(Beginning of RECORDS TO PROCESS)
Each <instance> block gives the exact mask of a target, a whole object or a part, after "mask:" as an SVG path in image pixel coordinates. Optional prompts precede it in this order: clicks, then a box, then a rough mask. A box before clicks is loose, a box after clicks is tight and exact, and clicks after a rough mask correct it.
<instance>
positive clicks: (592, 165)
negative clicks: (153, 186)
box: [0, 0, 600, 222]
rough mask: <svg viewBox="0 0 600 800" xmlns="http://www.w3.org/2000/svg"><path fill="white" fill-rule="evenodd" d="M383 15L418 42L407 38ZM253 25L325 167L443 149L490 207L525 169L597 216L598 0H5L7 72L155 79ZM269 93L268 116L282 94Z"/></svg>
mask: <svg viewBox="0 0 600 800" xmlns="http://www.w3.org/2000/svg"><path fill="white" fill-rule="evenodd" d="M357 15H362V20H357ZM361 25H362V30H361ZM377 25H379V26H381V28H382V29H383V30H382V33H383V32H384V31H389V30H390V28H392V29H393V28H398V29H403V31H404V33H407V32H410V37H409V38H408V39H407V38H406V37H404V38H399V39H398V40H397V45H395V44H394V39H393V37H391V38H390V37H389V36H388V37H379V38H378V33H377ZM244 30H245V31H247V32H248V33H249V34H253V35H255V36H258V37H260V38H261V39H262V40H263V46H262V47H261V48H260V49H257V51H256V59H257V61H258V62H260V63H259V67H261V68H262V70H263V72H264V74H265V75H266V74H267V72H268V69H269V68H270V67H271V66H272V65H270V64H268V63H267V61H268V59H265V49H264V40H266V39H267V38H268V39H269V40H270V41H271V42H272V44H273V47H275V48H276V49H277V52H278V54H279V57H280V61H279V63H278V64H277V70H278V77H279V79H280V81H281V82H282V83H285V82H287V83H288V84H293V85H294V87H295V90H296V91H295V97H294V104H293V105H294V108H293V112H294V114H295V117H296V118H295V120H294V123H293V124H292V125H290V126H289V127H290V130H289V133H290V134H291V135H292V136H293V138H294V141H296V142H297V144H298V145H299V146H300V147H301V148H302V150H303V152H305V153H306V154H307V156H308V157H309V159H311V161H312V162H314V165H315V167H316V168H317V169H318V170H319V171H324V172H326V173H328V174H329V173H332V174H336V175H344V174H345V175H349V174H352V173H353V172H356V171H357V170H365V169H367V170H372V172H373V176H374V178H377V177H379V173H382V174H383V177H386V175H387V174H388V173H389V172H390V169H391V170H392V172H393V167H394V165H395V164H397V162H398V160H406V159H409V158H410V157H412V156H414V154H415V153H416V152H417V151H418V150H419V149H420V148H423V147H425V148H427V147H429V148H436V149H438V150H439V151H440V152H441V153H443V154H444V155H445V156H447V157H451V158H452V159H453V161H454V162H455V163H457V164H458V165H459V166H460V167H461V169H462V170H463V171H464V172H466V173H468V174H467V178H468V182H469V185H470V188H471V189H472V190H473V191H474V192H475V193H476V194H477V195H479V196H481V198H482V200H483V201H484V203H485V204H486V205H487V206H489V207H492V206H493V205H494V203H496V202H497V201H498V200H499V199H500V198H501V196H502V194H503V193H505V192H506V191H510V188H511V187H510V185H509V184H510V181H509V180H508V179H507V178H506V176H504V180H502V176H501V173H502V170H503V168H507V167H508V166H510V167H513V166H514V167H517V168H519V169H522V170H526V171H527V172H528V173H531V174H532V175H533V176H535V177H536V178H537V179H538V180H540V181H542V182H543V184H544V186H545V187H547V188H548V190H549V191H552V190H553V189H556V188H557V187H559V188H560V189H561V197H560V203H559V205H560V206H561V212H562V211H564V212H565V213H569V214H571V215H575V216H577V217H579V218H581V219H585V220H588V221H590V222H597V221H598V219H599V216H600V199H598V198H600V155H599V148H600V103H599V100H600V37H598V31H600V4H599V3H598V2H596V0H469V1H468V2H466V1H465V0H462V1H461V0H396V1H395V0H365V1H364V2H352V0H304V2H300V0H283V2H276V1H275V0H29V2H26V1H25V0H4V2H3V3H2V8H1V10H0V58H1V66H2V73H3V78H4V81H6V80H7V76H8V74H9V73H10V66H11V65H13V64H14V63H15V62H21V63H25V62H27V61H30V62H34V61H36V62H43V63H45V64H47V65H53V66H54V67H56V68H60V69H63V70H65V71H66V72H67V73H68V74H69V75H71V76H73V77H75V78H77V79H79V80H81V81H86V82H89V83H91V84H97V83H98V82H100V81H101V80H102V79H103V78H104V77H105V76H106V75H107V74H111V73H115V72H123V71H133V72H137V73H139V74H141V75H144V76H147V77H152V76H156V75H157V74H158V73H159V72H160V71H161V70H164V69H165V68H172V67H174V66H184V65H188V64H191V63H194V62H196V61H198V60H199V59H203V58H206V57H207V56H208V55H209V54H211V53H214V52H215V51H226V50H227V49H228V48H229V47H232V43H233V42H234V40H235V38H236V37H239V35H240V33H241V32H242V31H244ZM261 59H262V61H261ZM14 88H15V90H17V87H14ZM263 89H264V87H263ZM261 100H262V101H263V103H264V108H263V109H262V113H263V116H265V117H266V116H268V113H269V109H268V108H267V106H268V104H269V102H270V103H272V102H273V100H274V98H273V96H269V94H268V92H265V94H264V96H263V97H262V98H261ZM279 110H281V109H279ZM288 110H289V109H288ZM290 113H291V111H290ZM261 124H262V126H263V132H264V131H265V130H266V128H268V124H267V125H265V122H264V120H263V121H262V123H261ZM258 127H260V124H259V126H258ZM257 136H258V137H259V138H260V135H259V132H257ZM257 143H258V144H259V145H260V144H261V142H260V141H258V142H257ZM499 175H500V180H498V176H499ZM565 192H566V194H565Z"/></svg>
(End of RECORDS TO PROCESS)
WORK TASK:
Reproduce the records verbatim, from the very first line through the line containing "box: [0, 0, 600, 222]", including that line.

REPLY:
Each <instance> block gives the exact mask of a target, a whole object or a part, after "mask:" as an SVG path in image pixel coordinates. Optional prompts precede it in this order: clicks, then a box, then a rough mask. A box before clicks is loose, a box after clicks is tight and exact, and clicks after a rough mask correct it.
<instance>
positive clicks: (592, 165)
negative clicks: (153, 186)
box: [0, 0, 600, 222]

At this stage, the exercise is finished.